• Brief: The result should be the line with "inside_test: even-odd" followed by every remaining line of the entries, each reproduced exactly, with nothing else.
Records supplied section start
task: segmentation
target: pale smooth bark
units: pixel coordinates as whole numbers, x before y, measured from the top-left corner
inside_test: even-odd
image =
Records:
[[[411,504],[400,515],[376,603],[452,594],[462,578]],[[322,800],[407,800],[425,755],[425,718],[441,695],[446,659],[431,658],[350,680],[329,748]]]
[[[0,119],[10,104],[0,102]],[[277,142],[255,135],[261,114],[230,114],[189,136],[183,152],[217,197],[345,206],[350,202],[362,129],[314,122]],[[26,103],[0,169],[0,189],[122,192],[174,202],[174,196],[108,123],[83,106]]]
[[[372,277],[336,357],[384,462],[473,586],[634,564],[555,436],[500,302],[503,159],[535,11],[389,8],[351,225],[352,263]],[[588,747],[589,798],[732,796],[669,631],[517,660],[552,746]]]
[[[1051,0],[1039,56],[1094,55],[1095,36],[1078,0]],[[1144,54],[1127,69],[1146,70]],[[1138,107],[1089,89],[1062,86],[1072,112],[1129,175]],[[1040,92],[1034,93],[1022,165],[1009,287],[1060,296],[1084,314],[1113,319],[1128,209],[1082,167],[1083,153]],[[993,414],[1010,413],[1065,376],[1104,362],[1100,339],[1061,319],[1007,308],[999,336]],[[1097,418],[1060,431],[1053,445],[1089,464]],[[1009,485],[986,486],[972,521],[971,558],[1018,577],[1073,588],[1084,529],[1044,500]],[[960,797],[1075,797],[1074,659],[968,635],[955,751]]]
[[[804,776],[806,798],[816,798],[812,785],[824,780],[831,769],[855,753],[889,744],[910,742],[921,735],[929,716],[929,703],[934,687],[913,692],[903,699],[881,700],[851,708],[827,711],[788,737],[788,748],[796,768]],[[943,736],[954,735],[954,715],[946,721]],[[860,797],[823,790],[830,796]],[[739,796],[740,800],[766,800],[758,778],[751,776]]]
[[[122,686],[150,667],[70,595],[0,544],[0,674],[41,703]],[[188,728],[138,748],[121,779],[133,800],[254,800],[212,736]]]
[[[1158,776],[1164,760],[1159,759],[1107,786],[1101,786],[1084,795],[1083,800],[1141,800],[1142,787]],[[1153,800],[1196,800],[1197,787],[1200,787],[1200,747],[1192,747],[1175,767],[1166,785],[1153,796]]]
Records supplied section end
• Final answer:
inside_test: even-odd
image =
Records:
[[[411,504],[400,515],[376,603],[452,594],[462,578]],[[322,800],[407,800],[425,755],[425,718],[441,695],[446,659],[431,658],[350,680],[329,748]]]
[[[0,119],[10,104],[0,102]],[[277,142],[255,135],[261,114],[230,114],[189,136],[183,152],[217,197],[345,206],[350,202],[362,129],[314,122]],[[26,103],[0,169],[0,189],[122,192],[174,202],[174,196],[108,123],[83,106]]]
[[[372,277],[336,357],[384,462],[473,586],[634,564],[555,436],[500,302],[503,159],[535,11],[389,8],[351,225],[352,263]],[[588,747],[589,798],[732,796],[669,631],[517,660],[552,746]]]
[[[1051,0],[1039,56],[1094,55],[1095,36],[1078,0]],[[1144,54],[1127,69],[1146,70]],[[1138,107],[1089,89],[1062,86],[1072,112],[1129,175]],[[1040,92],[1034,93],[1022,165],[1009,287],[1060,296],[1084,314],[1113,319],[1128,209],[1082,167],[1083,153]],[[993,414],[1010,413],[1065,376],[1104,362],[1100,339],[1061,319],[1007,308],[999,336]],[[1097,418],[1060,431],[1053,445],[1089,464]],[[1009,485],[986,486],[972,521],[971,558],[1018,577],[1073,588],[1084,529],[1044,500]],[[960,797],[1075,797],[1074,659],[968,635],[955,751]]]
[[[804,776],[806,798],[816,798],[812,785],[824,780],[831,769],[855,753],[889,744],[910,742],[921,735],[929,716],[929,703],[934,687],[913,692],[903,699],[881,700],[851,708],[827,711],[788,737],[788,748],[796,768]],[[943,736],[954,735],[954,715],[946,721]],[[860,797],[823,790],[830,796]],[[739,796],[740,800],[766,800],[758,778],[751,776]]]
[[[122,686],[150,667],[70,595],[0,544],[0,674],[41,703]],[[188,728],[138,748],[121,779],[133,800],[254,800],[212,736]]]
[[[1158,776],[1164,760],[1159,759],[1107,786],[1101,786],[1084,795],[1083,800],[1141,800],[1142,787]],[[1153,800],[1196,800],[1197,787],[1200,787],[1200,747],[1192,747],[1175,767],[1166,785],[1153,796]]]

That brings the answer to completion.